= EXERCISE REQUIREMENTS =
Copy out every line in the entries below that contains the word "point".

= SOURCE DATA =
[BEGIN]

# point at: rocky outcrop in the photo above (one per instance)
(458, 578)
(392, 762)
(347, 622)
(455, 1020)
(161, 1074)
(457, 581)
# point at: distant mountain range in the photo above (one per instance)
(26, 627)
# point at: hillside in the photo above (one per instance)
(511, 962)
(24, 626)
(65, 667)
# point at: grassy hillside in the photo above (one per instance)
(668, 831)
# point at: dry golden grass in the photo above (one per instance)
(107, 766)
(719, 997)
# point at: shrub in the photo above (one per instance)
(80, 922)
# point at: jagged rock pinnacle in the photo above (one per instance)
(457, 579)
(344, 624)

[END]
[BEGIN]

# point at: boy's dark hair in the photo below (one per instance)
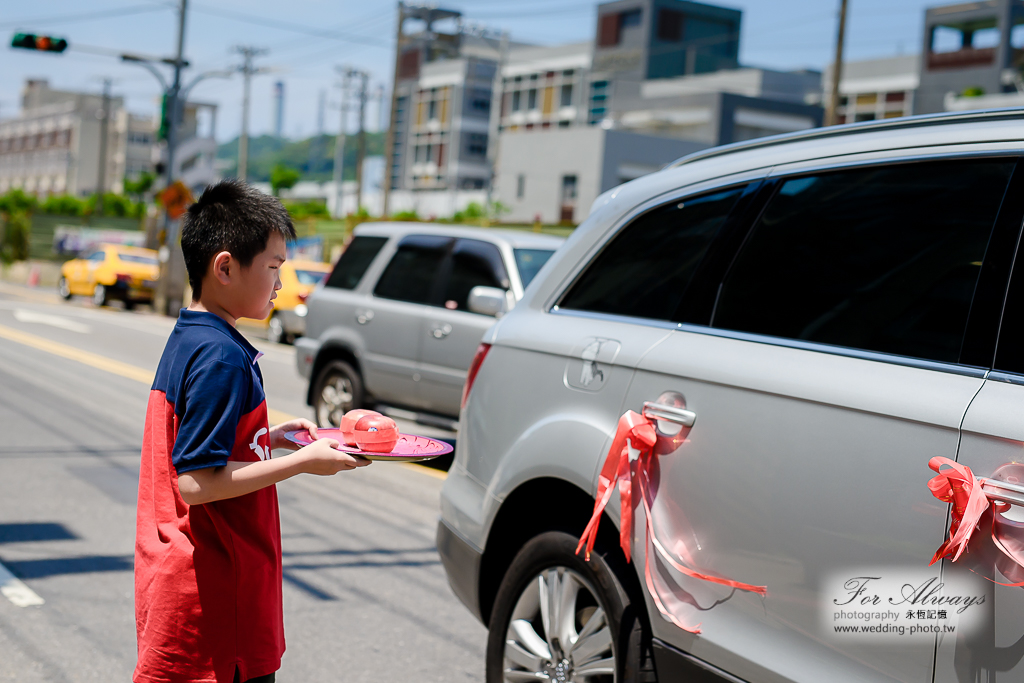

[END]

= COMPLETED EXERCISE =
# point at: rocky outcrop in the photo above (one per instance)
# point at: distant mountain range in the photo above (one per instance)
# point at: hillside in the photo above (one per instance)
# point at: grassy hillside in the photo above (one per instance)
# point at: dry golden grass in the photo above (one per instance)
# point at: shrub in the photo above (one per instance)
# point at: jagged rock pinnacle in the photo above (one per instance)
# point at: boy's dark hair in the photo below (one per instance)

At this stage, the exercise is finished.